* [AIM]: Reproduce the data below line for line, without changing anything, but leave out the pictures.

* [DATA TO USE]:
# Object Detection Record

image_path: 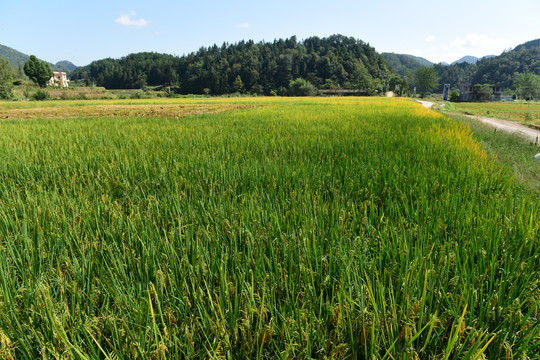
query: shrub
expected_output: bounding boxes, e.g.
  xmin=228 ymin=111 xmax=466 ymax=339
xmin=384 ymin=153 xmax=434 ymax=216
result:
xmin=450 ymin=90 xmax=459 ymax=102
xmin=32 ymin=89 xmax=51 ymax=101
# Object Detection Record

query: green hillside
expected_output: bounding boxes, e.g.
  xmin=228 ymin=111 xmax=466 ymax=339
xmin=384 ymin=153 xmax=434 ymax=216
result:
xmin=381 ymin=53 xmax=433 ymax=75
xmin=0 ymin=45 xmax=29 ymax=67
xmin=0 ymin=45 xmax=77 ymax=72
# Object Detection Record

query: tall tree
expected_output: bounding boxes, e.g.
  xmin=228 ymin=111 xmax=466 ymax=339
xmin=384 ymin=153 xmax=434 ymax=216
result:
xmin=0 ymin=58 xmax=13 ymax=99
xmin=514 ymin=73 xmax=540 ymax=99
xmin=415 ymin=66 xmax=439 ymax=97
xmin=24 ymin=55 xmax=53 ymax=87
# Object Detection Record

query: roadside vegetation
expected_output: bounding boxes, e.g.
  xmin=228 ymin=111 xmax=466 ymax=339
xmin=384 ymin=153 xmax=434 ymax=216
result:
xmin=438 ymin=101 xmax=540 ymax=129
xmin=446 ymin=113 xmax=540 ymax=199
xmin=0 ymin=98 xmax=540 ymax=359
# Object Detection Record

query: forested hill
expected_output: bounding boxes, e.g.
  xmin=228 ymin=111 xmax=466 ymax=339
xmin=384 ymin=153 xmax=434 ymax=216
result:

* [ANSWER]:
# Object Detection Record

image_path: 
query: shrub
expected_output: bounding boxes, e.g.
  xmin=228 ymin=111 xmax=466 ymax=339
xmin=384 ymin=153 xmax=434 ymax=216
result:
xmin=450 ymin=90 xmax=459 ymax=102
xmin=32 ymin=89 xmax=51 ymax=101
# Object Detection Record

query: green hillside
expected_output: bounding boxes, e.g.
  xmin=228 ymin=111 xmax=466 ymax=339
xmin=384 ymin=153 xmax=434 ymax=216
result:
xmin=381 ymin=53 xmax=433 ymax=75
xmin=0 ymin=45 xmax=29 ymax=67
xmin=0 ymin=45 xmax=77 ymax=72
# Object Detection Record

query: tall tree
expected_output: bounding boxes, e.g.
  xmin=228 ymin=111 xmax=466 ymax=339
xmin=384 ymin=153 xmax=434 ymax=216
result:
xmin=0 ymin=58 xmax=13 ymax=99
xmin=514 ymin=73 xmax=540 ymax=99
xmin=415 ymin=66 xmax=439 ymax=97
xmin=24 ymin=55 xmax=53 ymax=87
# Object Detection Record

query: roadside vegetation
expected_output: bounding boxes, e.g.
  xmin=228 ymin=111 xmax=466 ymax=339
xmin=384 ymin=153 xmax=434 ymax=216
result:
xmin=438 ymin=101 xmax=540 ymax=129
xmin=446 ymin=113 xmax=540 ymax=199
xmin=0 ymin=98 xmax=540 ymax=359
# Object Detection Record

query: forested hill
expected_output: bounding boxes, e.g.
  xmin=228 ymin=111 xmax=466 ymax=339
xmin=384 ymin=153 xmax=434 ymax=216
result:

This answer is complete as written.